Brief A:
According to the mastodon article, what kind of setting did the American Mastodon prefer?
Brief B:
Duplicate the mastodon article from "Charles Vincent Peale, a" to "off that pedestal.".
Brief C:
Pick up the article on the mastodon where it stops and keep writing it.

Extract:
↓↓↓
By Elizabeth Collins

T. A. Bostwick with lower jaw of the mastodon discovered at Hill-Stead, 1913. Hill-Stead Museum

T. A. Bostwick with lower jaw of the mastodon discovered at Hill-Stead, 1913. Hill-Stead Museum

By the 18th century, a massive, meat-eating elephant was haunting people’s dreams. Shawnee and Delaware tribal tales of meat-eating beasts hunted by giant men fed conclusions by key scientists, around 1770, that fragmentary fossil finds between 1705 and 1770 of nearly five-pound teeth and huge tusks belonged to an immense carnivore. We now theorize that the American Mastodon, an ancient relative of the elephant, roamed what is now the United States during the Ice Age in sizeable herds more than 10,000 years ago. While its larger relative, the Siberian Mammoth, lived in colder, northern climates, the American Mastodon preferred warmer, forested areas.

The mastodon fascinated many of the leaders of the American Revolution, including Thomas Jefferson, who used the animal as a symbol of American strength during the American Revolution and participated in the debate as scientists used the animal in support of the then-novel theory of extinction. Jefferson hoped Lewis and Clark would find a living specimen in the West, but eventually settled on sorting mastodon bones (from a Kentucky dig he’d sponsored) in the White House.

Charles Vincent Peale, a renowned artist and founder of one of America’s first natural history museums, conducted digs in the summer of 1801 near Newburgh, New York, in a quest for the first full skeleton. From the digs he reconstructed two skeletons. One was displayed at Peale’s Philadelphia museum in December 1801; the other was sent to Europe. The exhibits of the monstrous beast created an international frenzy and a craze for anything over-sized, such as “mammoth” bread or eggs. The animal, popularly known as a mammoth until renamed in the early 19th century, remained in the public imagination the most ferocious animal ever to roam the earth until dinosaur discoveries in the years from 1820 to 1840 pushed the mastodon, which was actually a plant eater, off that pedestal.
↑↑↑
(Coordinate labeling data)
↓↓↓
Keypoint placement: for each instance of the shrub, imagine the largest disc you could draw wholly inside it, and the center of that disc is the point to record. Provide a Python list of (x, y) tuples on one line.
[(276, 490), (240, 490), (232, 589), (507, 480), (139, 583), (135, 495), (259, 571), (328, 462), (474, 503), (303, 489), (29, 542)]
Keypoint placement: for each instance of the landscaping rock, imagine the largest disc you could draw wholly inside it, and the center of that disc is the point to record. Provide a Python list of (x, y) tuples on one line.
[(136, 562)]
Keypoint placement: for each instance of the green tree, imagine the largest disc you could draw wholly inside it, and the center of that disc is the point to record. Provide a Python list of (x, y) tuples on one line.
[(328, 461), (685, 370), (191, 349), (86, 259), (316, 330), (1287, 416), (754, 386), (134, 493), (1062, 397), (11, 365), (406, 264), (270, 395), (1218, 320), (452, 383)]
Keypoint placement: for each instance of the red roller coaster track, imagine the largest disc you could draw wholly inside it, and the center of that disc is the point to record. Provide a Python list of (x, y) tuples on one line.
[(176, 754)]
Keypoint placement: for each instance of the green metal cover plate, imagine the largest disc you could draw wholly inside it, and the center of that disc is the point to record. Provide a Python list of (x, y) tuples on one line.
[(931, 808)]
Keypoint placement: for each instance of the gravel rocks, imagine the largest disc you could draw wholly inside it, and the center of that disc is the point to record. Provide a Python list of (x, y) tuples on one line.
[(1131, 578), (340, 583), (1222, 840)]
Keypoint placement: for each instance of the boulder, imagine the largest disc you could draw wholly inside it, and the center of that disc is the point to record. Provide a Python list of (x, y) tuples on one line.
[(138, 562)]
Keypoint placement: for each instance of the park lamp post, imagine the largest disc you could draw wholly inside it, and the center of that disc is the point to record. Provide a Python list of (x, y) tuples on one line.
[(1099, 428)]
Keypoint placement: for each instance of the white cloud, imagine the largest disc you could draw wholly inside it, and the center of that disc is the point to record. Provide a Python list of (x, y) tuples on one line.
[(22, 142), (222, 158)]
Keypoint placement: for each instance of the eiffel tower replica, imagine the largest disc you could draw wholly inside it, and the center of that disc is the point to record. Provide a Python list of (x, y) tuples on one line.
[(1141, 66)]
↑↑↑
Exercise answer A:
Warmer, forested areas.

Exercise answer B:
Charles Vincent Peale, a renowned artist and founder of one of America’s first natural history museums, conducted digs in the summer of 1801 near Newburgh, New York, in a quest for the first full skeleton. From the digs he reconstructed two skeletons. One was displayed at Peale’s Philadelphia museum in December 1801; the other was sent to Europe. The exhibits of the monstrous beast created an international frenzy and a craze for anything over-sized, such as “mammoth” bread or eggs. The animal, popularly known as a mammoth until renamed in the early 19th century, remained in the public imagination the most ferocious animal ever to roam the earth until dinosaur discoveries in the years from 1820 to 1840 pushed the mastodon, which was actually a plant eater, off that pedestal.

Exercise answer C:
But in the summer of 1913 in Farmington, Connecticut, the discovery of a mastodon skeleton created a frenzy all over again, at least locally. At Hill-Stead, the 250 acre estate and farm of Alfred Pope, an industrialist and collector of fine art, workers creating a water trench during a drought discovered one of the most spectacular paleontological finds ever in New England. The 12, 000-year-old skeleton the workers unearthed was at the time the most complete mastodon skeleton ever found in New England.

The commotion created by the August 26, 1913 discovery is documented in the archives of Hill-Stead Museum. Kept a secret for days while a Yale professor, Charles Schuchert, was located to verify the bones, the find was scooped by the Hartford Post on September 5, 1913. Two days later, 800 people flocked to the site to watch Peabody Museum specialists excavate the bones. Bold, front-page headlines in the Hartford Courant followed. The Associated Press carried the story to Colorado, Minnesota, and other states. Guards were posted and fences built around the site to hold back the 2,000 people who flocked to the dig in one week. Telegrams and mail flooded in to Hill-Stead.

Frederick Cook, son of Hill-Stead's superintendent Allen B. Cook, with mastodon bone, 1913. Hill-Stead Museum

Frederick Cook, son of Hill-Stead’s superintendent Allen B. Cook, with mastodon bone, 1913. Hill-Stead Museum

The story was preserved by Allen B. Cook, the superintendent of Hill-Stead’s estate at the time, who felt the excitement of the event and created a large scrapbook of newspaper clippings and a second scrapbook of 37 photographs he took of the dig. Donated to the museum by his daughter Charlotte Cook Collins and grandson William B. Cook in September 1998 and March 2000, the documentation also contains letters, telegrams, articles, and statistics on the bones. The collection can be seen by appointment at Hill-Stead Museum.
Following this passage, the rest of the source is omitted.